À faire.
(a) Extrayez à l'identique, du texte sur le restaurant Noma, le passage allant de "Il y a quelques" jusqu'à "situé à Copenhague." inclus.
(b) Repérez, s'il vous plaît, toutes les lignes des entrées qui contiennent la chaîne "belt", puis recopiez-les en respectant la casse.

Texte extrait.
┄┄┄┄┄┄┄┄┄┄┄┄┄┄┄┄┄┄┄┄
Innovation territoriale dans les secteurs traditionnels, René Redzepi et le Noma
L’innovation se conçoit souvent dans les univers technologiques : nouveaux produits construits autour de portefeuilles de brevets, nouvelles usines automatisées à l’extrême pour gérer du flux tendu et des spécifications clients à façon, dématérialisation de la relation client par le biais des sites sociaux sur le web…
Cependant, beaucoup de secteurs surprennent si on prend le temps de les considérer avec les mêmes grilles de lecture qu’un Oséo en France. L’un de ces secteurs est celui de la restauration : quoi de plus éloigné des discussions habituelles des professionnels de l’innovation qu’un restaurant ?
Il y a quelques années déjà j’évoquais El Bulli, le restaurant devenu mondialement célèbre de Ferran Adria. Depuis le catalan a rangé ses assiettes et couverts pour partir vers de nouvelles aventures. Mais un nouvel établissement se retrouve projeté par les critiques mondiaux au statut mythique de “meilleur restaurant du monde” (quoi que cela veuille réellement dire). Ce nouveau restaurant, le Noma dirigé par René Redzepi, est situé à Copenhague.
Chose sidérante si vous connaissez un tant soit peu le Danemark, il se targue de n’utiliser que des produits locaux. En théorie c’est relativement jouable, comme dans toutes les parties du monde il est possible de trouver une grande variété de fruits et légumes, de champignons, de viandes et de poissons bien évidemment. En pratique difficile en Scandinavie de réellement obtenir des sources fiables et de très hautes qualité pour fournir un restaurant d’un tel niveau. Pire, difficile de créer suffisamment de variété pour intéresser les palais les plus exigeants sur la planète.
┄┄┄┄┄┄┄┄┄┄┄┄┄┄┄┄┄┄┄┄
Données de l'exercice.
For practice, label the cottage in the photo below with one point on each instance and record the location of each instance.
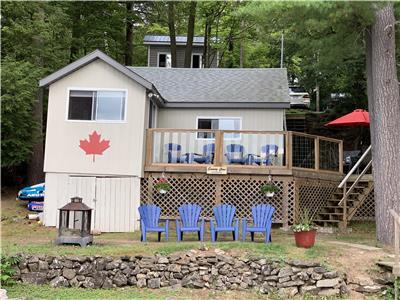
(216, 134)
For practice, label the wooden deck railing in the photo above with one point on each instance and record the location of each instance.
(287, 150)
┄┄┄┄┄┄┄┄┄┄┄┄┄┄┄┄┄┄┄┄
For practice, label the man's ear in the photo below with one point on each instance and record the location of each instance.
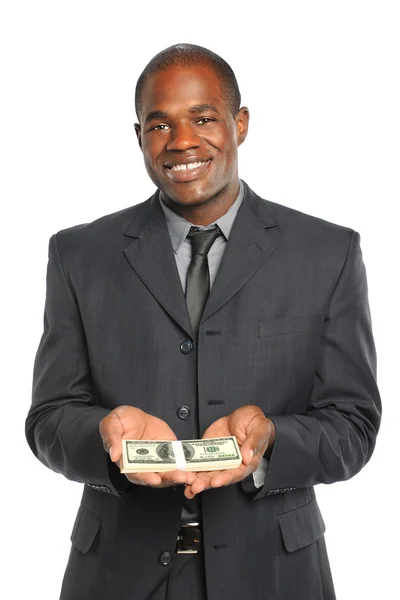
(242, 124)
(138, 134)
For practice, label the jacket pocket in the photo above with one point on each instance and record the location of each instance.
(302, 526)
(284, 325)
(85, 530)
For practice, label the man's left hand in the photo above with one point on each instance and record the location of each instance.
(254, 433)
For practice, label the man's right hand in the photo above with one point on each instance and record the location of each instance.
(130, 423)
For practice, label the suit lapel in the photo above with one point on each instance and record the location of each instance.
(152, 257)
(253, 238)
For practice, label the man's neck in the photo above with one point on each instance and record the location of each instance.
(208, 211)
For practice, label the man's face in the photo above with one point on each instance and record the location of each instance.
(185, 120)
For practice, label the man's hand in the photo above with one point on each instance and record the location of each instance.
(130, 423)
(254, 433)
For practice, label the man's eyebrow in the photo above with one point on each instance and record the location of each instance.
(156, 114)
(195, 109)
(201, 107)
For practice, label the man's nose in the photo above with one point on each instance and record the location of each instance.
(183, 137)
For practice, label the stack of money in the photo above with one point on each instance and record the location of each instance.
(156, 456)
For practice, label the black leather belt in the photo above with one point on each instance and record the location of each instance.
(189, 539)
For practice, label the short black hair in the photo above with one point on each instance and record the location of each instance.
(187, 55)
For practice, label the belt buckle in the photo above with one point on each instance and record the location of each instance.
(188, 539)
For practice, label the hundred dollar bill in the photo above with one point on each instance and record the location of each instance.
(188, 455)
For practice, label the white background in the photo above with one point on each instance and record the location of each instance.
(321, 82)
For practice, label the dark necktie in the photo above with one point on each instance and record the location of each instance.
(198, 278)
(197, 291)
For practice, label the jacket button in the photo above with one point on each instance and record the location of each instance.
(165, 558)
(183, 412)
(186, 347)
┄┄┄┄┄┄┄┄┄┄┄┄┄┄┄┄┄┄┄┄
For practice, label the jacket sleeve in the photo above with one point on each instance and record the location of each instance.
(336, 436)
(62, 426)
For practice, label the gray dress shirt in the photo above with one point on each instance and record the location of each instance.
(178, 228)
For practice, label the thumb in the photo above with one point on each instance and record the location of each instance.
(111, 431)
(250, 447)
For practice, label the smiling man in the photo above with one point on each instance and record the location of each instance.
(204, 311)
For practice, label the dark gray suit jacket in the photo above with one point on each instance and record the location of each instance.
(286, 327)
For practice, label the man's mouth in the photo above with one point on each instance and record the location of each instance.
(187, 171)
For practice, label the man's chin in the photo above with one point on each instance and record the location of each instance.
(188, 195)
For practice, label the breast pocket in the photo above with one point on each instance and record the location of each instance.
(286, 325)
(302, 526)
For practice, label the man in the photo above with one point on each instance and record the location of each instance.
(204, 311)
┄┄┄┄┄┄┄┄┄┄┄┄┄┄┄┄┄┄┄┄
Réponses aux exercices.
(a)
Il y a quelques années déjà j’évoquais El Bulli, le restaurant devenu mondialement célèbre de Ferran Adria. Depuis le catalan a rangé ses assiettes et couverts pour partir vers de nouvelles aventures. Mais un nouvel établissement se retrouve projeté par les critiques mondiaux au statut mythique de “meilleur restaurant du monde” (quoi que cela veuille réellement dire). Ce nouveau restaurant, le Noma dirigé par René Redzepi, est situé à Copenhague.

(b)
For practice, label the black leather belt in the photo above with one point on each instance and record the location of each instance.
For practice, label the belt buckle in the photo above with one point on each instance and record the location of each instance.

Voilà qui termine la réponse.